▶ Directions:
#1 Repeat everything in the MapReduce notes from "The Pattern" down to "List(#(k, v))", swapping "Spark" for "Flink".
#2 According to the MapReduce notes, in what year was MapReduce introduced?
#3 Write the next part of the MapReduce notes, picking up where they stop.

▶ Passage provided:

- - - - - - -

MapReduce

• MapReduce splits data processing into three phases: map, shuffle, and reduce.
• The map phase applies a user function to each input, producing (key, value) pairs.
• The shuffle phase groups all pairs by key.
• The reduce phase applies a user function to each key's list of values to produce a single result.
• Generic type parameters let one mapreduce function handle many different tasks.

The Pattern

• MapReduce is a programming model for processing large datasets in parallel.
• Introduced in 2004, it appears in Spark, Hadoop, and many stream processing systems
• The key insight: if the map function produces (k, v) pairs and the reduce function takes (k, List(v)), the framework can group and aggregate without knowing anything about the domain

Types

• A type alias names the map output:

i

type MapResult(k, v) =
  List(#(k, v))

• MapResult(k, v) is just a list of tuples
• Type aliases do not create new types
  • MapResult(String, Int) and List(#(String, Int)) are identical to the compiler
  • The alias just makes function signatures easier to read

The Framework

• The mapreduce function is the core:

i

fn mapreduce(
  inputs: List(elem),
  mapper: fn(elem) -> MapResult(key, val),
  reducer: fn(key, List(val)) -> val,
) -> dict.Dict(key, val) {
  let pairs = list.flat_map(inputs, mapper)
  let grouped = shuffle(pairs)
  dict.map_values(grouped, reducer)

- - - - - - -

▶ Supplied information:
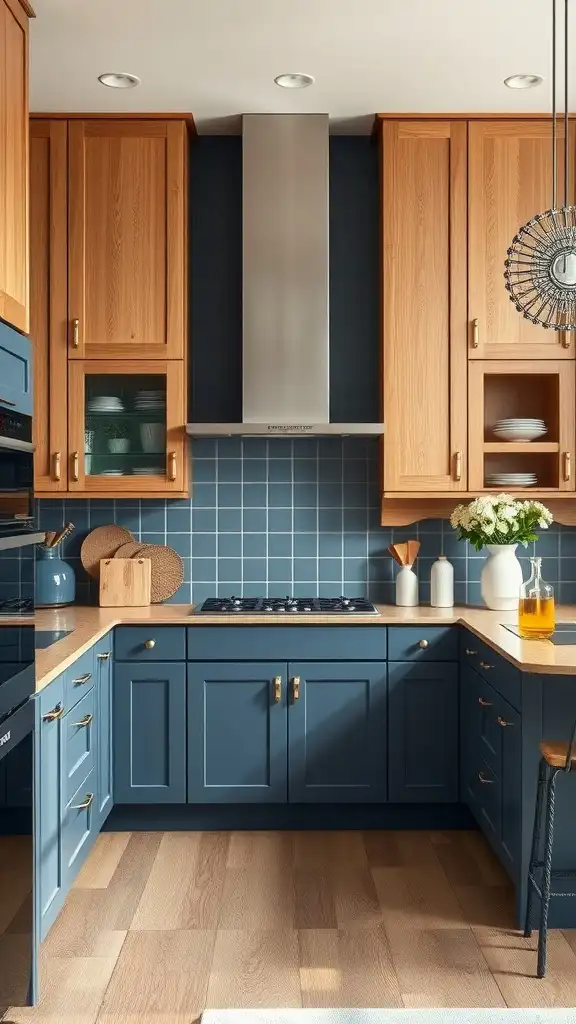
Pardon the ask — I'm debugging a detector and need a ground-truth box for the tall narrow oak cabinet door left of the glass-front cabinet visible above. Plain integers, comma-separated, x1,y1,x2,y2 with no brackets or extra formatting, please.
30,120,68,495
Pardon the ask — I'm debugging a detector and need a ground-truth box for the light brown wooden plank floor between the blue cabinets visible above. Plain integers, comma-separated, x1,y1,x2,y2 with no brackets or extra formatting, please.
5,831,576,1024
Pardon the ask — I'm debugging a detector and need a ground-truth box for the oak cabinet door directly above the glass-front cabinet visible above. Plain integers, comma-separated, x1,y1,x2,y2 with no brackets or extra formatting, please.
69,119,188,359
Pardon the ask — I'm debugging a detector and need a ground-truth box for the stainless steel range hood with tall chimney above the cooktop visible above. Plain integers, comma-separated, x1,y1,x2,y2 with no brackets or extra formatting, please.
187,114,384,436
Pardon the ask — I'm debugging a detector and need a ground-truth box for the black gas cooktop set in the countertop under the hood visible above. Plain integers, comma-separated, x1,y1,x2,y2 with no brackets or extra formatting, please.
196,596,379,615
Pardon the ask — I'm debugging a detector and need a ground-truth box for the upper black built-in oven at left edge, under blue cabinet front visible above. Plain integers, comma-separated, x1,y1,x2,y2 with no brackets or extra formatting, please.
0,406,34,538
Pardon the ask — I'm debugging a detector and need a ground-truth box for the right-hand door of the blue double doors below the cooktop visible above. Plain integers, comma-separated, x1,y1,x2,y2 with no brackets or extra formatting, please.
288,662,386,804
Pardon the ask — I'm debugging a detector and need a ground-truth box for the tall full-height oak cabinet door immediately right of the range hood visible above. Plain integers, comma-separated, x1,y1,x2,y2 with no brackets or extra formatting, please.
382,121,467,493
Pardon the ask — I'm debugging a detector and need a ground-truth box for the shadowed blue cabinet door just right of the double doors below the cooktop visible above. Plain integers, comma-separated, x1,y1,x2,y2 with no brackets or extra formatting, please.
388,662,459,803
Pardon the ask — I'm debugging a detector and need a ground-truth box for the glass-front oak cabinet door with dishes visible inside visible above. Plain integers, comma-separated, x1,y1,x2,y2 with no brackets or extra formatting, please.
69,360,187,496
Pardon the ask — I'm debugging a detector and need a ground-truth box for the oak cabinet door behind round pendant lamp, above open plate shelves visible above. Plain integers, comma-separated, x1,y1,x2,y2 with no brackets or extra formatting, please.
468,120,576,360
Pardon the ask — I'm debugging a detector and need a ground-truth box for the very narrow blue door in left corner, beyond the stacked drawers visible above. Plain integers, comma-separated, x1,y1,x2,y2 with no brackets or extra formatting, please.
94,633,113,830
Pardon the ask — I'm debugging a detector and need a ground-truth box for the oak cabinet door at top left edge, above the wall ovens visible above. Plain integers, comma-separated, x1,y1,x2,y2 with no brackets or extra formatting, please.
0,0,31,333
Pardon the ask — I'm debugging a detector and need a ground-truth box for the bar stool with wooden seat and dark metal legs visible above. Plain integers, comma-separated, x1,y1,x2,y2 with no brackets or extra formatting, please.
524,721,576,978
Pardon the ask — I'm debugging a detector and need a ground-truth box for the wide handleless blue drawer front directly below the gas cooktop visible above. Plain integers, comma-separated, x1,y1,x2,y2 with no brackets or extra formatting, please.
186,625,386,662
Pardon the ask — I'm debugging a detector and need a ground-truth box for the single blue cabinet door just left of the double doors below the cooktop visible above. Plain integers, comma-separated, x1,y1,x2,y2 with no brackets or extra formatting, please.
113,662,187,804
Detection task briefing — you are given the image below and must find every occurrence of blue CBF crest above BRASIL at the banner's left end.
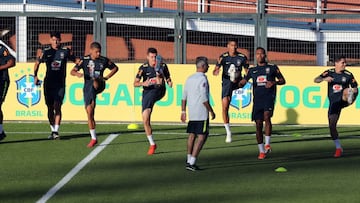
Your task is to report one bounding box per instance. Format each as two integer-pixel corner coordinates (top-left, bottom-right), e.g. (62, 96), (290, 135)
(16, 75), (41, 108)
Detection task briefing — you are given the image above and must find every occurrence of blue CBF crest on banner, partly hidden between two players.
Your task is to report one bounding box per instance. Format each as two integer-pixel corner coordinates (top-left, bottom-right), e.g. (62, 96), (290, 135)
(230, 82), (252, 110)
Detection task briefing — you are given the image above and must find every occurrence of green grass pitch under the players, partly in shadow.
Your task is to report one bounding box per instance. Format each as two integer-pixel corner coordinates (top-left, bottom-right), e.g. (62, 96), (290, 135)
(0, 123), (360, 203)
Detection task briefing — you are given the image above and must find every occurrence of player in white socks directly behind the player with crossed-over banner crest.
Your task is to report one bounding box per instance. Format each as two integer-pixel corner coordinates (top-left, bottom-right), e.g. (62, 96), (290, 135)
(213, 40), (249, 143)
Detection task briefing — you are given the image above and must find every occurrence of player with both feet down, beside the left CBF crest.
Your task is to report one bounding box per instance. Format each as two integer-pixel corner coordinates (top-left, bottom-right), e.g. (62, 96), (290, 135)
(34, 31), (77, 139)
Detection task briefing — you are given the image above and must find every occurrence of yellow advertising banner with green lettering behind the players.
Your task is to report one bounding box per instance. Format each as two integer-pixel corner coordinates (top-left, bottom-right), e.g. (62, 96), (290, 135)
(3, 63), (360, 125)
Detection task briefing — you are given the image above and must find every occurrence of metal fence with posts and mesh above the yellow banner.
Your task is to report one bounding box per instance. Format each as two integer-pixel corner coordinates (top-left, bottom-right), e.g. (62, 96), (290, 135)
(0, 0), (360, 65)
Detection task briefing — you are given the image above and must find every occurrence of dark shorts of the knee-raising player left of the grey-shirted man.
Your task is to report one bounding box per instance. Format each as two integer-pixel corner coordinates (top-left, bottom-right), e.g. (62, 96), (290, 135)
(142, 86), (166, 111)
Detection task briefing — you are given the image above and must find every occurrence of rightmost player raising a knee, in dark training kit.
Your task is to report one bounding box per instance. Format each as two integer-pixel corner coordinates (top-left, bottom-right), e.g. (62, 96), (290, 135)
(314, 56), (358, 158)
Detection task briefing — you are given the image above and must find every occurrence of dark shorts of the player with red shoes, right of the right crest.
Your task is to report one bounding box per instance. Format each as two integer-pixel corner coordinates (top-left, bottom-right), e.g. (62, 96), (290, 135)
(251, 98), (275, 121)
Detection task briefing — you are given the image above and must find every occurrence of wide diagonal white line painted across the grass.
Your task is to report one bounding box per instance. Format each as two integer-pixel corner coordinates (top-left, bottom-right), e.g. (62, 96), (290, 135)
(37, 134), (119, 203)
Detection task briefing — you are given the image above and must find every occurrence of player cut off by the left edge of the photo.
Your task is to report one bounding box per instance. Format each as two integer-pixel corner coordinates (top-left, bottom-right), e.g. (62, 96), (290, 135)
(0, 44), (15, 141)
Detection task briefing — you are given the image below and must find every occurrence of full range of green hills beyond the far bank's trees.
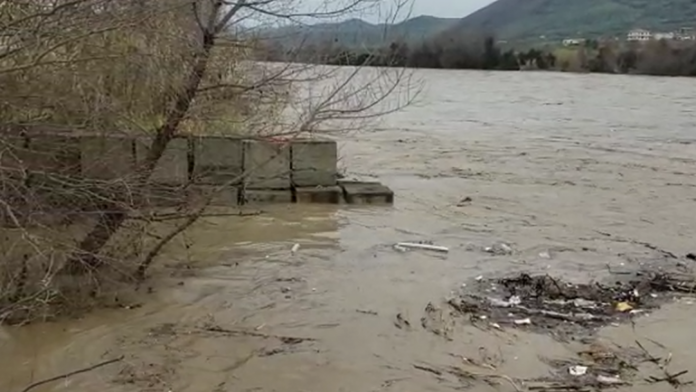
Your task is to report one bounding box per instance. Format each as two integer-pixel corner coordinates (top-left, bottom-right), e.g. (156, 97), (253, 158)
(261, 0), (696, 47)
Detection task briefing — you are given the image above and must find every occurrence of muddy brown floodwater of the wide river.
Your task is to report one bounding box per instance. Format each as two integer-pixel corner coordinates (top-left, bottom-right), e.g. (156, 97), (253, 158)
(0, 71), (696, 392)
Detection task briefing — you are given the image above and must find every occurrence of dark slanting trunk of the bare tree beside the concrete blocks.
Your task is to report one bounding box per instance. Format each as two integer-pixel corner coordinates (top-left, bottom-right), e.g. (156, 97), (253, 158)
(66, 31), (215, 273)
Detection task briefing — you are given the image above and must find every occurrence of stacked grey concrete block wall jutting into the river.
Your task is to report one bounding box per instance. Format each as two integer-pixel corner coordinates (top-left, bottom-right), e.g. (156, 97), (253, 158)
(3, 135), (393, 205)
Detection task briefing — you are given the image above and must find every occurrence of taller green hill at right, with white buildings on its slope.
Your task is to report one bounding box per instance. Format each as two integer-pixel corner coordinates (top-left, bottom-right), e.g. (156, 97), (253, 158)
(453, 0), (696, 40)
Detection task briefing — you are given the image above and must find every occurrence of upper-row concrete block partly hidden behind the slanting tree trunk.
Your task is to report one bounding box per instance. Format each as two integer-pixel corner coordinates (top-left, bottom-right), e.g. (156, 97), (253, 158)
(135, 137), (189, 185)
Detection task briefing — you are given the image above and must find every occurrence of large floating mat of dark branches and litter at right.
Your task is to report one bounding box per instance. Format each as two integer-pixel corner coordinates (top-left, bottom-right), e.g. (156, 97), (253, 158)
(447, 271), (696, 340)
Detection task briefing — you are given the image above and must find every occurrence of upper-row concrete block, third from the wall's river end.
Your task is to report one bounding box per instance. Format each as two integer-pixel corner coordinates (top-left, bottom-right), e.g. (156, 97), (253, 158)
(193, 137), (244, 185)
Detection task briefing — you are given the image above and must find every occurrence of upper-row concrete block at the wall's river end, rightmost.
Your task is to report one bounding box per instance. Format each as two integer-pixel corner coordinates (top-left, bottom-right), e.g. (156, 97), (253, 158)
(291, 139), (338, 187)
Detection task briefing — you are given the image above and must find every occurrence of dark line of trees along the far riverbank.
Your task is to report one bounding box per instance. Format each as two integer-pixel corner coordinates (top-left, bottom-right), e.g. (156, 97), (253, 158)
(261, 35), (696, 76)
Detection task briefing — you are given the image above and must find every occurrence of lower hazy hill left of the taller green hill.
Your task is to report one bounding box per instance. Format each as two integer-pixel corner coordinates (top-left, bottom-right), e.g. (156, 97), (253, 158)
(260, 16), (460, 46)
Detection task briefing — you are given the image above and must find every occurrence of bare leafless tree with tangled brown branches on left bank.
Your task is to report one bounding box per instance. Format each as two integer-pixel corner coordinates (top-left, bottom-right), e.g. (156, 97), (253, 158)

- - - - - - -

▶ Answers for each item:
#1
The Pattern

• MapReduce is a programming model for processing large datasets in parallel.
• Introduced in 2004, it appears in Flink, Hadoop, and many stream processing systems
• The key insight: if the map function produces (k, v) pairs and the reduce function takes (k, List(v)), the framework can group and aggregate without knowing anything about the domain

Types

• A type alias names the map output:

i

type MapResult(k, v) =
  List(#(k, v))

#2 2004

#3
}

• list.flat_map(inputs, mapper) calls mapper on every input and concatenates the resulting lists of pairs
• shuffle(pairs) groups pairs by key into a Dict(key, List(val))
• dict.map_values(grouped, reducer) calls reducer(key, values) for each key and replaces the List(val) with a single val
• The shuffle helper folds over the pair list, appending each value to the list for its key:

i

fn shuffle(pairs: MapResult(key, val)) -> dict.Dict(key, List(val)) {
  list.fold(pairs, dict.new(), fn(acc, pair) {
    let #(k, v) = pair
    let existing = dict.get(acc, k) |> result.unwrap([])
    dict.insert(acc, k, [v, ..existing])
  })
}

Generic Type Parameters

• The signature for mapreduce uses three type variables:
  • elem is the input element type
  • key is the key type in the output pairs
  • val is the value type
• When we write mapreduce(words, fn(w) { [#(w, 1)] }, ...), Gleam infers elem = String, key = String, val = Int.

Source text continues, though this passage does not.